(Action item A)
In the weight-loss blog excerpt, how many daily servings of fruits and vegetables does the writer aim to get?
(Action item B)
Retype the part of the weight-loss blog excerpt that opens with the words containing "If I do nothing" and closes with "not torturing myself.".

(Extract provided)
For eating, I do plan to keep track and maybe to a weight watchers program on-line. However, I think if I focus on trying to get at least 5 servings of fruits and vegetables in a day, that will stop me from eating more junk. This way I don't have to think as hard about my diet.

If I do nothing else but make sure I get more fruits and vegetables in and walk, I will lose weight because my physical output is more and my fatty intake is less. Yes there may be days I eat 5 fruits and vegetables and have a candy bar but theoretically if I am filling my stomach up with good foods I won't be as hungry for junk. Plus, the one day I have the candy bar won't kill me and psychologically I may need one candy bar day a month in order to feel like I am not torturing myself.

I do believe that it may take longer to lose weight. However, if I stick with these things I will lose weight over time and I have a greater chance of keeping the weight off. So, here's too success!!

Thursday, February 17, 2011

My Theme for 2011 - "Just Be"

[Referring expression grounding data]
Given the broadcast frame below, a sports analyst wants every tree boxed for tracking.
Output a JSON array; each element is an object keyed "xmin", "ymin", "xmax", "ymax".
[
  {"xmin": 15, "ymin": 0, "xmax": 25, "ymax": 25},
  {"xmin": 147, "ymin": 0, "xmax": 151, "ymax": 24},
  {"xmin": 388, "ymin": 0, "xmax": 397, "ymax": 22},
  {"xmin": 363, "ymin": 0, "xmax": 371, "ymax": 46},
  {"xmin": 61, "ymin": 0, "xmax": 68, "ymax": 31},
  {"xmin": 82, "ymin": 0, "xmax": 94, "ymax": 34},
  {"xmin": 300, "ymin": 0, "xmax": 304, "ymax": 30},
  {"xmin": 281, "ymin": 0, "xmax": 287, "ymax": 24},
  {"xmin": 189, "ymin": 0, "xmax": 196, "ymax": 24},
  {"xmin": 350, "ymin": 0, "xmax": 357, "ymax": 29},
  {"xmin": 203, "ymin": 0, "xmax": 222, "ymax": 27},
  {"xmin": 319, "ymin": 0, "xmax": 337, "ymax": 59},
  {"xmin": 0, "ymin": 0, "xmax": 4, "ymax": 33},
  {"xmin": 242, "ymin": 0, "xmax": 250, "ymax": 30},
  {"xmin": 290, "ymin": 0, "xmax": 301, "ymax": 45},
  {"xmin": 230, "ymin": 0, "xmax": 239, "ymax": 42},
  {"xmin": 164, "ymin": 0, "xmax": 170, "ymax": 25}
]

(Task answer A)
At least 5 servings a day.

(Task answer B)
If I do nothing else but make sure I get more fruits and vegetables in and walk, I will lose weight because my physical output is more and my fatty intake is less. Yes there may be days I eat 5 fruits and vegetables and have a candy bar but theoretically if I am filling my stomach up with good foods I won't be as hungry for junk. Plus, the one day I have the candy bar won't kill me and psychologically I may need one candy bar day a month in order to feel like I am not torturing myself.